Search the entries for the string "hair" and give the number of lines that hold it, nothing more.
# # # #
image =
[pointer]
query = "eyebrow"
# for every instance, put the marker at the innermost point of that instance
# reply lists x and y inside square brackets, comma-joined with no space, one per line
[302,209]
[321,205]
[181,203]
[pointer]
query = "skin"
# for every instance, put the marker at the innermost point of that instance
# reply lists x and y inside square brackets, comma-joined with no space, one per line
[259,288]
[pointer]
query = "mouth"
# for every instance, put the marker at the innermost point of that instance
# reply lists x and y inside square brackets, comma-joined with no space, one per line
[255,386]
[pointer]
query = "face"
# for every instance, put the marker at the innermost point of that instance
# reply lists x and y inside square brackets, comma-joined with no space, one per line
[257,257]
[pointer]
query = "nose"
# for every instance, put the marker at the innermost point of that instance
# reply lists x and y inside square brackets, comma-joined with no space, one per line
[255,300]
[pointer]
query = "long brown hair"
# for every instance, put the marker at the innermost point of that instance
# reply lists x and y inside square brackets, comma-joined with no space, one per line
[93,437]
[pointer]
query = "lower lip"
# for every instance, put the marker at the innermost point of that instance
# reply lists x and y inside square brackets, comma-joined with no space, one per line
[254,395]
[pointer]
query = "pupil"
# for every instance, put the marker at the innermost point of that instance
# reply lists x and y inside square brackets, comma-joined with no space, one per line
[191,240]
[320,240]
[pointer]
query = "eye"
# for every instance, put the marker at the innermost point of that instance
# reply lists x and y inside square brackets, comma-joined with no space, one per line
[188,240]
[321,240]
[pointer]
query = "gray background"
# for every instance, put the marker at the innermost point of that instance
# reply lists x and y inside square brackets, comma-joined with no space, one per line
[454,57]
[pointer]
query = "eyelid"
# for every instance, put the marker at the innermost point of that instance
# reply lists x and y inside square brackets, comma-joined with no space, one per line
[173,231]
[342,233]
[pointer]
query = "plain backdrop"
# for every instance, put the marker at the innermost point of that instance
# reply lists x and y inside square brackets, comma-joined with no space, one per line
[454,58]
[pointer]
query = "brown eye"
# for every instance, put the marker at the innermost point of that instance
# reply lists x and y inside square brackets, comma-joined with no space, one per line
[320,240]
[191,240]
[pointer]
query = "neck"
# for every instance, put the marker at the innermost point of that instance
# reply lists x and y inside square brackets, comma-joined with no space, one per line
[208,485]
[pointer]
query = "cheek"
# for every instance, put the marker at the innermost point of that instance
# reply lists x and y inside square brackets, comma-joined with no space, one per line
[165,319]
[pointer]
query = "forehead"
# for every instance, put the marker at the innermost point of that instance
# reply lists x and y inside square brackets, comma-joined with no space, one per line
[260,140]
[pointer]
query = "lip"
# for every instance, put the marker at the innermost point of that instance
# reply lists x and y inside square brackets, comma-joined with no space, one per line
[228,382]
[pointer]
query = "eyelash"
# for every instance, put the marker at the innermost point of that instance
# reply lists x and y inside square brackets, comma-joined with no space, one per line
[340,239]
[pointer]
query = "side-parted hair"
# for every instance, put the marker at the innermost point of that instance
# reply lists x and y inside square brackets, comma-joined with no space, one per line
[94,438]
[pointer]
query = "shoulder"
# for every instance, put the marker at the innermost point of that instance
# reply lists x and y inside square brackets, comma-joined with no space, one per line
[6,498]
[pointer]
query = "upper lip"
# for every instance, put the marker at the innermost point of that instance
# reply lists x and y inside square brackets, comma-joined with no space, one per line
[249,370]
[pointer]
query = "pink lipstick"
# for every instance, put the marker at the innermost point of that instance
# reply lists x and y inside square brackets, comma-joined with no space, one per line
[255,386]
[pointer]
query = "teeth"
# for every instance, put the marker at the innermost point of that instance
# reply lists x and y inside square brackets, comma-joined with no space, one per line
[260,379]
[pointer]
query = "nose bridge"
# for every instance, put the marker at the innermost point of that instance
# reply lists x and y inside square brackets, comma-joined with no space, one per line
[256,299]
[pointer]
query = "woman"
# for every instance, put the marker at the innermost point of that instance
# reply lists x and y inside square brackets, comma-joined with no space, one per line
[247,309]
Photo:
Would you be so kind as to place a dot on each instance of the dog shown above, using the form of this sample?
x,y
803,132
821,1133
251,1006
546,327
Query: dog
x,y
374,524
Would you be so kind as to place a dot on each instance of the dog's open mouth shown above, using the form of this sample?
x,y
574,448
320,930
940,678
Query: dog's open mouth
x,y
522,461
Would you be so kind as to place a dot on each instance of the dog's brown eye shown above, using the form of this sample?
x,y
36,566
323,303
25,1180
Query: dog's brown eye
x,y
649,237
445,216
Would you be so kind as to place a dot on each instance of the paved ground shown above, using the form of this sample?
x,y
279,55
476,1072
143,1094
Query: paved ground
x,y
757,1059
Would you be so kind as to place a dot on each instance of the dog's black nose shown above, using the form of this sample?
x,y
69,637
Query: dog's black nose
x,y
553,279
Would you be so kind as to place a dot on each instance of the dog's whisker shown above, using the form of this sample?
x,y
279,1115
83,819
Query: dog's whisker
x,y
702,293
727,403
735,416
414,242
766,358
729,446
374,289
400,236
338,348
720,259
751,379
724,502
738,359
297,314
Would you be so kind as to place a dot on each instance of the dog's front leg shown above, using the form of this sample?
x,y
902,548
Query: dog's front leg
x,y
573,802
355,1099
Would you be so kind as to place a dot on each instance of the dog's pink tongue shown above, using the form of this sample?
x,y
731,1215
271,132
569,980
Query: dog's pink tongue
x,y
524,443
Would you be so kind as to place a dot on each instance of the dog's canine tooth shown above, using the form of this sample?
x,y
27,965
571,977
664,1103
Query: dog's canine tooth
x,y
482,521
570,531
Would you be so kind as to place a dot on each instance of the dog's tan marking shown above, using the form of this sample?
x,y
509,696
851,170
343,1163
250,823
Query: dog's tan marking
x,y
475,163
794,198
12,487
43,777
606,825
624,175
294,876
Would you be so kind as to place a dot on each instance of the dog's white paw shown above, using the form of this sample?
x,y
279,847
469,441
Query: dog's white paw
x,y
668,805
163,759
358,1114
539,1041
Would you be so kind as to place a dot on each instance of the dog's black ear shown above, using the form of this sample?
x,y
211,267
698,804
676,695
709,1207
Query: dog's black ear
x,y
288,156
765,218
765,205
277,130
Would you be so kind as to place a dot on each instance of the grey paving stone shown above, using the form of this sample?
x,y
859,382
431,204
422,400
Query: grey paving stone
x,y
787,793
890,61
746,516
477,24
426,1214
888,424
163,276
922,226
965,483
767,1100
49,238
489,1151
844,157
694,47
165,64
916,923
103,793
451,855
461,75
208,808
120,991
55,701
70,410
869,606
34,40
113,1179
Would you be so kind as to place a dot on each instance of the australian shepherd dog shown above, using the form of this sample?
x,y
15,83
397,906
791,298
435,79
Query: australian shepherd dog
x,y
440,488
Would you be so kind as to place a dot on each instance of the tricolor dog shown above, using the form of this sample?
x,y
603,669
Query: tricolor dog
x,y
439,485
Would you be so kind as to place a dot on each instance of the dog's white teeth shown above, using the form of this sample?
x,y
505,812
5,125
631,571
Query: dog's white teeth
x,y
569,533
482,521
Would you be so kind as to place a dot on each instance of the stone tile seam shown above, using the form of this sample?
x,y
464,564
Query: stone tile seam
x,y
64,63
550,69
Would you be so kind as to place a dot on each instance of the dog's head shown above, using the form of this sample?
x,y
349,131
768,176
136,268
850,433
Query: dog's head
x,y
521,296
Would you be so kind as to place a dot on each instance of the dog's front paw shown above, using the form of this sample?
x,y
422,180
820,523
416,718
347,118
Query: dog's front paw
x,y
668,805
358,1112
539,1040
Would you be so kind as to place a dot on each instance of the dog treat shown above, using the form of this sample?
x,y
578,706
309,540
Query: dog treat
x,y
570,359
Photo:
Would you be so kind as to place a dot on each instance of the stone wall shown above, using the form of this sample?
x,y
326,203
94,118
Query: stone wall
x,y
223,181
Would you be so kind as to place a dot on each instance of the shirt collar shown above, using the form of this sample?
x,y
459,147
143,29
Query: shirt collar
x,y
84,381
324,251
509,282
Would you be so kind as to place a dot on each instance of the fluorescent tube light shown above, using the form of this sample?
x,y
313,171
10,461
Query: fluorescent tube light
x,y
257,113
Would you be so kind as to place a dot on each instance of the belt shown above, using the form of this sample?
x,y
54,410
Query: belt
# # # #
EXERCISE RESULT: 2